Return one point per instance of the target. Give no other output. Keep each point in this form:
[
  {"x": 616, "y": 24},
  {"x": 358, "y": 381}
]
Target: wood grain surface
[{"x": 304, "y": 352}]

—————

[Your objective]
Write out all of the lines above again, including the requests. Lower every x and y coordinate in the answers by 12, and leave the numbers in the requests and their format samples as they are.

[Answer]
Return one point per instance of the target. Give no other output. Keep each point in this form:
[
  {"x": 616, "y": 24},
  {"x": 358, "y": 381}
]
Target: wood grain surface
[{"x": 292, "y": 340}]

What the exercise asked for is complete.